(begin)
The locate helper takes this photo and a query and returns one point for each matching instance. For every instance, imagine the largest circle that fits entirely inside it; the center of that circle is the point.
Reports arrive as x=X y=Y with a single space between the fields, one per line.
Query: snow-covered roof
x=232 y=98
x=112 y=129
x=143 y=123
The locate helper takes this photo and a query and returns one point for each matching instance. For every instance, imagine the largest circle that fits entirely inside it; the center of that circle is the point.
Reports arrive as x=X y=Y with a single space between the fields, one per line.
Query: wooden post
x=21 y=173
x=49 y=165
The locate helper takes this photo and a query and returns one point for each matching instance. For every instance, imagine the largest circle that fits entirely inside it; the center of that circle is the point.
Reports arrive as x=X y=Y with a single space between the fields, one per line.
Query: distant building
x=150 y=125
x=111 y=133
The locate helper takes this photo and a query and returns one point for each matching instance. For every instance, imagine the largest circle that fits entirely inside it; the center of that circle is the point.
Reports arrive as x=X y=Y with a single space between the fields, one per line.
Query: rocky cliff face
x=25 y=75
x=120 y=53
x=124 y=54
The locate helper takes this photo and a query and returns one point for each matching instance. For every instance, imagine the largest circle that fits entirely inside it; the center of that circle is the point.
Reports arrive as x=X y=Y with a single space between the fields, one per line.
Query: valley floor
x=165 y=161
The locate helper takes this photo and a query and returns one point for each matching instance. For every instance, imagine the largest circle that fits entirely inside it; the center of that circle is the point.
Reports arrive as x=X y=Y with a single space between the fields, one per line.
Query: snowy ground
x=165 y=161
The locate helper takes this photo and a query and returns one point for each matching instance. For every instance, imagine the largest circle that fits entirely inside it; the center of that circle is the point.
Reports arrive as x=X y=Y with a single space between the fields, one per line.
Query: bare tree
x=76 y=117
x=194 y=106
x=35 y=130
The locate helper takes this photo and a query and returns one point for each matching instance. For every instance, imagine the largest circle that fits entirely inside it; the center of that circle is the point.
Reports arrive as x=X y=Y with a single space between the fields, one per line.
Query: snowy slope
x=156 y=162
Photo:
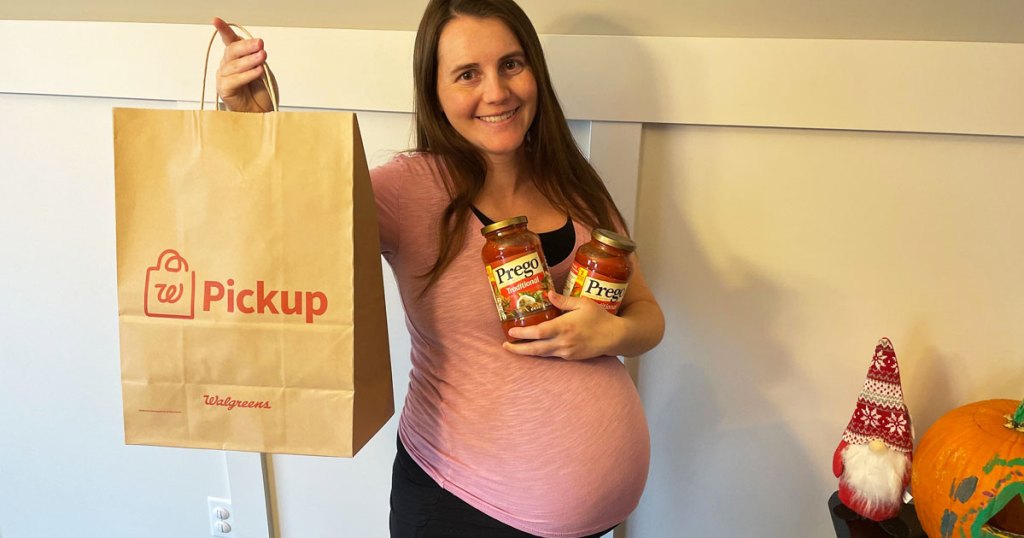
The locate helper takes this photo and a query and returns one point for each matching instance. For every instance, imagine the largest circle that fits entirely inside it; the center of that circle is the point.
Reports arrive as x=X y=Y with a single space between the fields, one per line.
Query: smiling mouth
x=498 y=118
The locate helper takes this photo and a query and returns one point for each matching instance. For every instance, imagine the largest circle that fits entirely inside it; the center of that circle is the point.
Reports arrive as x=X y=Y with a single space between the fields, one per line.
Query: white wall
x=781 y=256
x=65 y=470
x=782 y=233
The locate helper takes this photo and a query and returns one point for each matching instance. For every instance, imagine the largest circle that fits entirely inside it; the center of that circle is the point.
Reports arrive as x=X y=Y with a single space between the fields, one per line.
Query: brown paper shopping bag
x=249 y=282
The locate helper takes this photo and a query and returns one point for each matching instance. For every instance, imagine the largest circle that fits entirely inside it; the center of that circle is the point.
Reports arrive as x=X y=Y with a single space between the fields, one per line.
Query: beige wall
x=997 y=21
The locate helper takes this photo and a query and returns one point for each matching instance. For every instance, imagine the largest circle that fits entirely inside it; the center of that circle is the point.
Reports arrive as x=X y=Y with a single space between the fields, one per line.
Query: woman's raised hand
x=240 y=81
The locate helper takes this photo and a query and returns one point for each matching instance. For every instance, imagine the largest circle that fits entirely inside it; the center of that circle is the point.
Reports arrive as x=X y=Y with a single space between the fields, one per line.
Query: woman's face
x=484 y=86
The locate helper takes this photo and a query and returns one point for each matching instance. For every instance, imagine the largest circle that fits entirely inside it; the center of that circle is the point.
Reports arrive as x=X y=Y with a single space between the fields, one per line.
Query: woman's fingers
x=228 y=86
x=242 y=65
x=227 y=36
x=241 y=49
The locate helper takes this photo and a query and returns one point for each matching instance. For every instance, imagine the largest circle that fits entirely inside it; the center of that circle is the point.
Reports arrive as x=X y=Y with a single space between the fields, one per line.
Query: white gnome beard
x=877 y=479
(end)
_Set exercise:_ Update the listing above by swapping every "locate helper" for "point finder" and keeping all other text the same. Leave the pictures out of your reply.

_Exercise response:_
The point finder takes this photo and a query and returns one point for each matching instance. For every instance, imagine the largest circle that fits entirely inside it; the center of that circle is the point.
Reports arrive as x=X y=Y with a single space between the fields, one per line.
Query: snow-covered roof
x=232 y=98
x=112 y=129
x=143 y=123
The point finder takes this photo and a query and returns one point for each matching instance. For every instance, imagine the largest circle that fits entirely inside it; the center of that circle is the point.
Reports arrive as x=X y=Y with a single space between the fields, one per line.
Query: wooden post
x=21 y=173
x=49 y=165
The point finder takes this photo and a query and returns one point for each matching instance. For every instance, imagine the largest circle that fits entirely inside it; the center of that circle is the point.
Reports arrive as x=X y=Y with a single space between the fields, one per line.
Query: distant building
x=150 y=125
x=111 y=133
The point finder takes this photo and a query and returns one point for each matching instance. For every instance, imagine the largest circle that fits entirely inside it; the center of that circle is the point.
Reports arrive as x=X y=Y with a single space between the fields, one per line.
Query: rocky cliff face
x=25 y=75
x=120 y=53
x=124 y=54
The point finder takes this photo and a query and returns one point for each matching instance. For every instance, imagine the largest circle that fits entirely inside it; the center of that circle is the point.
Reports arrive as x=X y=Y with a single space between the fields, one per line.
Query: valley floor
x=165 y=161
The point finder takes this photo and a query and returns one point for each matching instance. For every instance, imagine the largest circle that fits entirely inside it; the center of that circle is the point.
Reports arrive as x=X y=Y with a single space between the fields, one per line.
Query: snowy ground
x=165 y=161
The point finder takes this photo and a query and returns one point for each matching instance. For every instance, imagine the largest circle that fits entirely inside it; the center of that circle is the point.
Reports arrive as x=X y=Y with a single space between the fields, one per line.
Query: bare tree
x=76 y=117
x=194 y=106
x=35 y=130
The point finder takes this photo and a query and returns one point for each matching instance. For every instance, imagine the largest circle that fits entirely inside it; the center of that circle is the point.
Reports arrive as x=X y=Y with a single space between the fields, one per line.
Query: snowy slope
x=156 y=162
Photo:
The point finder takes this photo and a query and returns one point for each matching instance. For every instance, imagine the largest circle that fits entirely inside it; the center of that circle is the point.
Reports arrive as x=X y=Y with a single space between the fields, one per line.
Query: smiling mouth
x=498 y=118
The point finder takes this photo and a query and returns one point for each matching instance. For every instance, imagine the largest circle that fits entirely inside it; the center of that circle is the point.
Reports arrive as x=X y=Y with a single space between the fields, one per line.
Query: white wall
x=781 y=256
x=65 y=470
x=782 y=233
The point finder takes this photo and a query and returns one point for each matching instance. For every instance, imagine the largest circle that fits entirely inside it; the center of that circle is the point.
Reports arrive as x=X y=Y with a single space between the fields, one per line.
Query: brown paper shopping bag
x=249 y=282
The point finder takes this photo and a query and returns one point for each matching instance. For every instance, imagine the largest circle that fits entirely inside it; the center of that circle is the point.
Reports arrive as x=X y=Y with a single space between the fields, one per line.
Query: beige wall
x=997 y=21
The point finder takes this photo and a query and returns one point for each matching instance. For every instance, imagine the largest circle that fits entirely inside it; the center of that circle is the point.
Reports arrive as x=X y=Y with a single space between the fields, one per line.
Query: woman's raised hand
x=240 y=81
The point finder takes this photo and a query and returns one point for each matching instance. For every instance, imagine the largest circle that fits entirely inside it; the center of that circle is the point.
Reports arrive as x=X y=Y with a single space between the fields, one per line.
Query: woman's face
x=484 y=86
The point finder takes this photo and a query and returns one point for each matching instance. For every instance, imagine the largest circle that fits entirely inside it; the center of that circle is the point.
Reports arrive as x=X y=Y with a single space between the fields, one per line.
Query: woman's fingers
x=228 y=86
x=242 y=65
x=227 y=36
x=241 y=49
The point finder takes this photo and a query and returns one point for each matching instance. For every instance, imagine the largest circle that fits entirely inside it; the center of that circle is the point.
Reports arrive as x=X y=Y with a single space between the fields, one per line.
Query: white gnome beard
x=877 y=479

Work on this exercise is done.